Challenge ::
Copy out word for word the lines of the records below, from the line holding "Target: bride's white wedding dress" through the final line of the records, both ends included.
══ Extracted records ══
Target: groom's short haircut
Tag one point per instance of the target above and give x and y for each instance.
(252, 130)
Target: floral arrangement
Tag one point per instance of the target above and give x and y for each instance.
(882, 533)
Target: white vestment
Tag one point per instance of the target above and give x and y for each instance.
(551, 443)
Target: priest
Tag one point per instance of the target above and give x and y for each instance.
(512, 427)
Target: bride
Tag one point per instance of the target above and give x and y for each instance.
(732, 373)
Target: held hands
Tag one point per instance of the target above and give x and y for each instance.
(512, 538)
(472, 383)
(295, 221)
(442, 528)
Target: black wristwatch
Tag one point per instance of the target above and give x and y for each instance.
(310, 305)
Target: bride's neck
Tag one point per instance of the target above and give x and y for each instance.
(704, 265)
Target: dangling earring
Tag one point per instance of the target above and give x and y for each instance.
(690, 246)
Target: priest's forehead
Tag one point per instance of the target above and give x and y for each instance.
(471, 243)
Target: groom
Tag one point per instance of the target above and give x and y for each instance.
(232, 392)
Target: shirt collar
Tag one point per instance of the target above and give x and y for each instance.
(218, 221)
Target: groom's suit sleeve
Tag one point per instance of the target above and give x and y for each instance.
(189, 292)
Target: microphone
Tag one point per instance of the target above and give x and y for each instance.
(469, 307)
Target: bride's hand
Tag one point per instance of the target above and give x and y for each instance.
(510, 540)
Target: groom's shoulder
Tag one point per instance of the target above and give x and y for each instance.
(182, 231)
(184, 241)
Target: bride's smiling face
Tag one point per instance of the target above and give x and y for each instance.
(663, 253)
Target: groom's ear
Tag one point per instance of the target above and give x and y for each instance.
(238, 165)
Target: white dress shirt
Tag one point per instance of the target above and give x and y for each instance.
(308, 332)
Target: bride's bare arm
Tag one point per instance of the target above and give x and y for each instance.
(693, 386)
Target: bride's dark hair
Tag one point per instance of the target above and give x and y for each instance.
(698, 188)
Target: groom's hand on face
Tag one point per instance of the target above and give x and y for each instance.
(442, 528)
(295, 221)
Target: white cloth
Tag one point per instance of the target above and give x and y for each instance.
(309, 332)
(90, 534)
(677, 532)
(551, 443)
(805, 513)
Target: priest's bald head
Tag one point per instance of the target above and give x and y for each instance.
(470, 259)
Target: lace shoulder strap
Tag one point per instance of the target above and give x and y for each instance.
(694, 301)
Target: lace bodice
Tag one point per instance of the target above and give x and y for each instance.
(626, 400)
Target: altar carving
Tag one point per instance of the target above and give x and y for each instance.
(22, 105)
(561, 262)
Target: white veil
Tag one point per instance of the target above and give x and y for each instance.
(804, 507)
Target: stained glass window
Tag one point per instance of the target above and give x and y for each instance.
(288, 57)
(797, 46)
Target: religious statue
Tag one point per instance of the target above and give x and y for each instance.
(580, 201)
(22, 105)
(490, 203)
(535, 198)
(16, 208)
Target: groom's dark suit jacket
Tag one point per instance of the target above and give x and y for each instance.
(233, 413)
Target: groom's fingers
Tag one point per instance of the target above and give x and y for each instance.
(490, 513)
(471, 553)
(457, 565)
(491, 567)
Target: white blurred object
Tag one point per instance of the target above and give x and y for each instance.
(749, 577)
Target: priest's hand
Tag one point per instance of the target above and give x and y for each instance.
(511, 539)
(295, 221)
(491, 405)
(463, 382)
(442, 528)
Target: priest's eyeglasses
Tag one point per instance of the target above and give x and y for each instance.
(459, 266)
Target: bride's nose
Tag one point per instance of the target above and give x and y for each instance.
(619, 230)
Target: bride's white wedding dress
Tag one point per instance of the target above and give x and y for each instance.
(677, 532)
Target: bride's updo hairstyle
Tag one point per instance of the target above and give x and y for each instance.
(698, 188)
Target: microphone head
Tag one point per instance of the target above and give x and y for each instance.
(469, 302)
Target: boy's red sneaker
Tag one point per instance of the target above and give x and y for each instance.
═══
Response to this exercise ::
Target: bride's white wedding dress
Tag one point per instance of the target above and give x and y for each instance.
(677, 532)
Target: bride's updo hairstyle
Tag one point per instance of the target above and give x and y for each instance.
(698, 188)
Target: microphone head
Tag one point per instance of the target above and give x and y for each instance.
(469, 302)
Target: boy's red sneaker
Tag one point per instance of the target above and give x and y for each instance.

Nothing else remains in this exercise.